<<<<

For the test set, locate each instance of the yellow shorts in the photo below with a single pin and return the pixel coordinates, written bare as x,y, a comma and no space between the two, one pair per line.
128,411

>>>>
<<<<

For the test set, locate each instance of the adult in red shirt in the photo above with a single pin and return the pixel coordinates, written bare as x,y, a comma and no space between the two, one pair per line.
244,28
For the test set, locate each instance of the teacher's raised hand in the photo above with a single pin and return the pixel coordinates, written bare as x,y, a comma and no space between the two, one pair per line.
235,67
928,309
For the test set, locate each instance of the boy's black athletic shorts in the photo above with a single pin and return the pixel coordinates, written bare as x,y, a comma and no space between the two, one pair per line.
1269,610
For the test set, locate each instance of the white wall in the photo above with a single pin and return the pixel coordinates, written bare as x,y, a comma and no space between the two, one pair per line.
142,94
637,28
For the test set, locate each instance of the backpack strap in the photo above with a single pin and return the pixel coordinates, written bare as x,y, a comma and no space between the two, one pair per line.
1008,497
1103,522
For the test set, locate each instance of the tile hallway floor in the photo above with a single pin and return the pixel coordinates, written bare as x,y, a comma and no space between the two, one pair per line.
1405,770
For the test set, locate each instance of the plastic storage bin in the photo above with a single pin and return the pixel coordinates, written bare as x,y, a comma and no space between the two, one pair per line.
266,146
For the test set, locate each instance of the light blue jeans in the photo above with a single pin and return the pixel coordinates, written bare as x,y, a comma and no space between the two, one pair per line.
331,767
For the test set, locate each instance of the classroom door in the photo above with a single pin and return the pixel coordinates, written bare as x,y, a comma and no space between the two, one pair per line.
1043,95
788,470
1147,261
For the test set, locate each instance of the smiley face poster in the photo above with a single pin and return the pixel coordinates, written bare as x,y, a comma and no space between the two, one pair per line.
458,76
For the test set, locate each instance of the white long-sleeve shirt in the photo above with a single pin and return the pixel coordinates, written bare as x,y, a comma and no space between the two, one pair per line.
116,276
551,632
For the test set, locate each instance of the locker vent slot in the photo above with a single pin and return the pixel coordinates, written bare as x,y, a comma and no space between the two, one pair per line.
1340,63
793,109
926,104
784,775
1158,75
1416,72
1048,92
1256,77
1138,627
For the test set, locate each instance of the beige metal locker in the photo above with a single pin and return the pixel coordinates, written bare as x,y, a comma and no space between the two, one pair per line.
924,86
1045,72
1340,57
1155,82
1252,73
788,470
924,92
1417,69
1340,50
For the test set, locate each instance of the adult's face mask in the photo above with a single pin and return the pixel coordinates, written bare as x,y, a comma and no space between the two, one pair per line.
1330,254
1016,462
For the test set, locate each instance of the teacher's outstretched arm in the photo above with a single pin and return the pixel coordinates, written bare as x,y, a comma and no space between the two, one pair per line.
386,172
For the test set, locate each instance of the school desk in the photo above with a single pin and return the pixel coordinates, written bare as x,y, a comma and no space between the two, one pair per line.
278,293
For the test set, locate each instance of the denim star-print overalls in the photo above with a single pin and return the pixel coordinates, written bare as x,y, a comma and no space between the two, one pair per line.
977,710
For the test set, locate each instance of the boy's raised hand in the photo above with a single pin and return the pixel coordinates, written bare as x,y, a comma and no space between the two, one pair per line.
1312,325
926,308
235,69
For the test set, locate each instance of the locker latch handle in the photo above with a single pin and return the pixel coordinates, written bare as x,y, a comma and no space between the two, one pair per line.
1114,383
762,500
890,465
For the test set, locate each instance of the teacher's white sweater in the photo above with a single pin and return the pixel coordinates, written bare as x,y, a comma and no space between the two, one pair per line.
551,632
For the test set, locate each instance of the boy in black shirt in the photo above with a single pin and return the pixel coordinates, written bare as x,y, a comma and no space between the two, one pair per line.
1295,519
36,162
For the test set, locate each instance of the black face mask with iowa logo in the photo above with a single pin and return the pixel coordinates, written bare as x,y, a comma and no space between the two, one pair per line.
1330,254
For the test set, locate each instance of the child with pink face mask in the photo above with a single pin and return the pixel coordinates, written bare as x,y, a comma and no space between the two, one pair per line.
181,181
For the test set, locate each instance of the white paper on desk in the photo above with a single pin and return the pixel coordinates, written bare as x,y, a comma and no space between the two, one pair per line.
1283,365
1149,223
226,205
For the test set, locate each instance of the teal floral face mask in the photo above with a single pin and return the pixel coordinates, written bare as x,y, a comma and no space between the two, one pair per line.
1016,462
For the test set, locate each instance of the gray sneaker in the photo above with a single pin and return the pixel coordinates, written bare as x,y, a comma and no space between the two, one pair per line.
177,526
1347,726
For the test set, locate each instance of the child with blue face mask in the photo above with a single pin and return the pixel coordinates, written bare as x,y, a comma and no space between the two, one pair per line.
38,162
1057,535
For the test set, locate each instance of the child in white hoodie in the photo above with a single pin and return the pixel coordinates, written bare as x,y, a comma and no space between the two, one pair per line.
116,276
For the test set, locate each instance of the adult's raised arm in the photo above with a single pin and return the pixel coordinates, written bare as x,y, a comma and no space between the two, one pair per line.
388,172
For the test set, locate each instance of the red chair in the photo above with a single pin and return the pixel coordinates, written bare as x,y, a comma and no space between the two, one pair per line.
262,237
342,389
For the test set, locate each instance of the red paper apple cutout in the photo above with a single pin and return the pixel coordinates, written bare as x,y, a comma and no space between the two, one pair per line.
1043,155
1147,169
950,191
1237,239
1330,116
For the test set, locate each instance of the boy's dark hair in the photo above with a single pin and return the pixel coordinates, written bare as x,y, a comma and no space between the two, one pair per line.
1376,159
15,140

>>>>

● Exercise:
Identify each row above that contains the string "smiley" and copy every such row in full.

● Answer for the task:
For the test set, locate each instance of the smiley face poster in the photo above with a single pin and return the pixel coordinates, written bare as x,y, a comma and no space between the two, one pair per line.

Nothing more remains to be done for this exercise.